- YOUR INSTRUCTIONS -
Reproduce every one of the following items word for word.

- SOURCE MATERIAL -

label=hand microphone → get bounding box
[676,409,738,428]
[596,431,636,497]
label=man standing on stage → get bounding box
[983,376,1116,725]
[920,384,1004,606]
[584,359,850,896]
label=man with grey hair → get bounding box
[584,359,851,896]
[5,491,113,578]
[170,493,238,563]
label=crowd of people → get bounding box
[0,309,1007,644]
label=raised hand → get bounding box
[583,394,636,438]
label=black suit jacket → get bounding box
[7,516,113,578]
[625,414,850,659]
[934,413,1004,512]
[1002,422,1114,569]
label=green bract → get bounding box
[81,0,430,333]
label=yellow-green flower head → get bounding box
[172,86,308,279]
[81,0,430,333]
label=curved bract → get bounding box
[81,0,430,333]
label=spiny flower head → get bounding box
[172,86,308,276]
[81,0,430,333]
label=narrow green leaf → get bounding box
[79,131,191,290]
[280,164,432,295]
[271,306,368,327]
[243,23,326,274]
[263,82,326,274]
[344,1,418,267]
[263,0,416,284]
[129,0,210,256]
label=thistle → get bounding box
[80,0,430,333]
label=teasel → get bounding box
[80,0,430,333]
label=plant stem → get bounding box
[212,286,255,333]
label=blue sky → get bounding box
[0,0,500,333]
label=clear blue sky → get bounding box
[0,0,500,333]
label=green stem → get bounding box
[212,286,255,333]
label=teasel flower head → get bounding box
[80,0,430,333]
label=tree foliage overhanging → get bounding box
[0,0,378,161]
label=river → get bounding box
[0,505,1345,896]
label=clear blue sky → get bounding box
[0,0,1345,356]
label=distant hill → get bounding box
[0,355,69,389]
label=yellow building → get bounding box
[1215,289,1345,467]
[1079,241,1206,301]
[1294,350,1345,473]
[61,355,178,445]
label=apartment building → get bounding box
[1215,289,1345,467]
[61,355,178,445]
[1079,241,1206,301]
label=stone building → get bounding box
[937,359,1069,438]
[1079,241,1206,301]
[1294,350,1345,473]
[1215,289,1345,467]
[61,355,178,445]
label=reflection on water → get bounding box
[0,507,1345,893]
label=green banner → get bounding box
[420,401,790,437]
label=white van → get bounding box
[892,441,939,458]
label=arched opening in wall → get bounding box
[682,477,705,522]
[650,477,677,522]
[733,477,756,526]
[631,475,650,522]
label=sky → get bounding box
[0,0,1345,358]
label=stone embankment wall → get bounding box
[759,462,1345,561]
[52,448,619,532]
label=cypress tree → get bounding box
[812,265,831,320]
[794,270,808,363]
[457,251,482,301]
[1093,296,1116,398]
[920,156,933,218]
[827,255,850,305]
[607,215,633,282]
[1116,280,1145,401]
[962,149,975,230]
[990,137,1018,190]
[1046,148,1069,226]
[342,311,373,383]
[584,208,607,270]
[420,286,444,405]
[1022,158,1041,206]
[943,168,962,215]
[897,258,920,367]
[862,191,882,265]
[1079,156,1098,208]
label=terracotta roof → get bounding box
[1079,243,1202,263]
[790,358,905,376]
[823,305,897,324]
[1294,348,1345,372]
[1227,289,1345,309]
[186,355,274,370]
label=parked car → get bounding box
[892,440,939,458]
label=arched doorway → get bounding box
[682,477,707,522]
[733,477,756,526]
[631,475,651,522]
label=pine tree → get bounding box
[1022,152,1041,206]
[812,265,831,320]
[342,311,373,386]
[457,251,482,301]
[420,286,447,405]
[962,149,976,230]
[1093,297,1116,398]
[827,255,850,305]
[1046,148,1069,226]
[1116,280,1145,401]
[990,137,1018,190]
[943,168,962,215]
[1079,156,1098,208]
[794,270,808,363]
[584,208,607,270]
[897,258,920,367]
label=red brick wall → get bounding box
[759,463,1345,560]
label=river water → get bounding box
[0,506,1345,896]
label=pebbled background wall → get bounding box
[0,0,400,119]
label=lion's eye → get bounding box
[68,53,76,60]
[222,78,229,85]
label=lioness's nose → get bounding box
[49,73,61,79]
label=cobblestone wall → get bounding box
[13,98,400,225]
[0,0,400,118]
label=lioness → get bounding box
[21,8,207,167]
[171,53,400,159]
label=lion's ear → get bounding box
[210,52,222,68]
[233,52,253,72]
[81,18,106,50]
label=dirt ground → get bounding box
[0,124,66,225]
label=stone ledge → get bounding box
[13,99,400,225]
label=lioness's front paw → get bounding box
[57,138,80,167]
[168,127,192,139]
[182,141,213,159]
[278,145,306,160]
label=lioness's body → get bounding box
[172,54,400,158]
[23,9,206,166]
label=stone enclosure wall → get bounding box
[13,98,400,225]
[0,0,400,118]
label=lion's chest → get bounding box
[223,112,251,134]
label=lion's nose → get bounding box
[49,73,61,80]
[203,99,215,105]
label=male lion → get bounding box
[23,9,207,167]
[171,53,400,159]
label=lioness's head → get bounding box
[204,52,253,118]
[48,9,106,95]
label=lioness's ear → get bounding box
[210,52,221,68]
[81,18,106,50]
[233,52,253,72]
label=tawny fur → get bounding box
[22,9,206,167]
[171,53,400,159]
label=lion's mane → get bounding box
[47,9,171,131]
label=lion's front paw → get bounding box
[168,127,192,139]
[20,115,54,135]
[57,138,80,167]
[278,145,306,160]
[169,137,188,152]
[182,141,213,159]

- RESPONSE TO THIS TASK -
label=hand microphone → get bounding box
[676,409,738,428]
[596,431,636,497]
label=man standing on stage → get bounding box
[983,376,1116,725]
[920,384,1004,606]
[584,359,850,896]
label=man with grey hair → get bounding box
[584,359,851,896]
[5,491,113,578]
[170,493,238,563]
label=crowd of people → get bounding box
[0,309,1007,644]
label=raised hand → get bounding box
[583,394,636,438]
label=black suit jacket → get bounding box
[7,516,113,578]
[625,414,850,659]
[934,413,1004,512]
[1002,422,1114,569]
label=green bract → get bounding box
[81,0,430,333]
label=yellow-green flower head → get bounding box
[172,86,308,279]
[81,0,430,333]
label=curved bract → get bounding box
[81,0,430,333]
label=spiny flower head → get bounding box
[172,86,308,276]
[81,0,430,333]
label=narrow green leaf → get bounding box
[79,131,191,290]
[280,164,432,295]
[271,306,368,327]
[243,23,326,274]
[263,82,326,274]
[344,1,418,267]
[263,0,416,284]
[129,0,210,256]
label=thistle → get bounding box
[80,0,430,333]
label=teasel → get bounding box
[80,0,430,333]
label=plant stem → get bounding box
[212,286,255,333]
label=blue sky → get bounding box
[0,0,500,333]
label=clear blue sky → get bounding box
[0,0,500,333]
label=green stem → get bounding box
[212,286,255,333]
label=teasel flower head → get bounding box
[80,0,430,333]
label=tree foliage overhanging → get bounding box
[0,0,378,161]
label=river → get bounding box
[0,505,1345,896]
label=clear blue sky → get bounding box
[0,0,1345,356]
label=distant hill → get bounding box
[0,355,69,389]
label=yellow building → get bounding box
[1215,289,1345,467]
[1079,241,1206,301]
[1294,350,1345,473]
[61,355,178,445]
label=apartment building → get bounding box
[1215,289,1345,467]
[61,355,178,445]
[1079,241,1206,301]
label=stone building → get bounding box
[937,359,1069,438]
[1079,241,1206,301]
[1294,350,1345,473]
[1215,289,1345,467]
[61,355,178,445]
label=reflection on water → get bounding box
[0,507,1345,893]
label=green banner → get bounding box
[420,401,790,437]
label=white van → get bounding box
[892,441,939,458]
label=arched opening in wall → get bounding box
[682,477,705,522]
[650,477,677,522]
[733,477,756,526]
[631,475,650,522]
label=sky → get bounding box
[0,0,1345,358]
label=stone embankment wall → get bounding box
[759,462,1345,561]
[52,448,619,532]
label=cypress tree → get bounding box
[812,265,831,320]
[794,270,808,363]
[457,251,482,301]
[1093,296,1116,398]
[920,156,933,218]
[827,255,850,305]
[607,215,633,282]
[1116,280,1145,401]
[962,149,975,230]
[990,137,1018,190]
[1046,148,1069,226]
[342,311,373,383]
[584,208,607,270]
[420,286,444,405]
[1022,158,1041,206]
[943,168,962,215]
[897,258,920,367]
[862,191,882,265]
[1079,156,1098,208]
label=terracotta roof → get bounding box
[1079,243,1202,263]
[790,358,905,376]
[823,305,897,324]
[1294,348,1345,372]
[1227,289,1345,309]
[186,355,274,370]
label=parked car → get bounding box
[892,440,939,458]
label=arched doorway → get bounding box
[682,477,707,522]
[733,477,756,526]
[631,475,651,522]
label=pine tree → get bounding box
[1022,152,1041,206]
[812,265,831,320]
[342,311,373,386]
[457,251,482,301]
[420,286,447,405]
[962,149,976,230]
[1093,297,1116,398]
[827,255,850,305]
[1046,148,1069,226]
[1116,280,1145,401]
[990,137,1018,190]
[943,168,962,215]
[1079,156,1098,208]
[794,270,808,363]
[584,208,607,270]
[897,258,920,367]
label=red brick wall → get bounding box
[759,463,1345,560]
label=river water → get bounding box
[0,506,1345,896]
label=pebbled background wall → get bounding box
[0,0,400,119]
label=lion's eye → get bounding box
[68,53,76,60]
[222,78,229,85]
label=lioness's nose → get bounding box
[49,73,61,79]
label=cobblestone wall → get bounding box
[13,98,400,225]
[0,0,400,118]
label=lioness → get bounding box
[21,8,207,167]
[171,53,400,159]
label=lion's ear → get bounding box
[210,52,222,68]
[233,52,253,72]
[81,18,106,50]
label=dirt ground → get bounding box
[0,124,66,225]
label=stone ledge → get bounding box
[13,99,400,225]
label=lioness's front paw → get bounding box
[57,138,80,167]
[168,127,192,139]
[182,141,213,159]
[278,145,306,160]
label=lioness's body → get bounding box
[172,54,400,158]
[23,9,206,166]
label=stone enclosure wall → get bounding box
[13,98,400,225]
[0,0,400,118]
label=lion's chest → get bounding box
[223,112,251,134]
label=lion's nose → get bounding box
[49,73,61,80]
[203,99,215,105]
label=male lion → get bounding box
[23,9,207,167]
[171,53,400,159]
label=lioness's head → get bounding box
[204,52,253,118]
[48,9,106,95]
label=lioness's ear → get bounding box
[210,52,221,68]
[81,18,106,50]
[233,52,253,72]
label=tawny fur → get bounding box
[22,9,206,167]
[171,53,400,159]
label=lion's mane → get bounding box
[47,9,171,131]
label=lion's front paw → get bounding box
[168,127,192,139]
[20,115,54,135]
[57,138,80,167]
[278,145,306,160]
[169,137,188,152]
[182,141,213,159]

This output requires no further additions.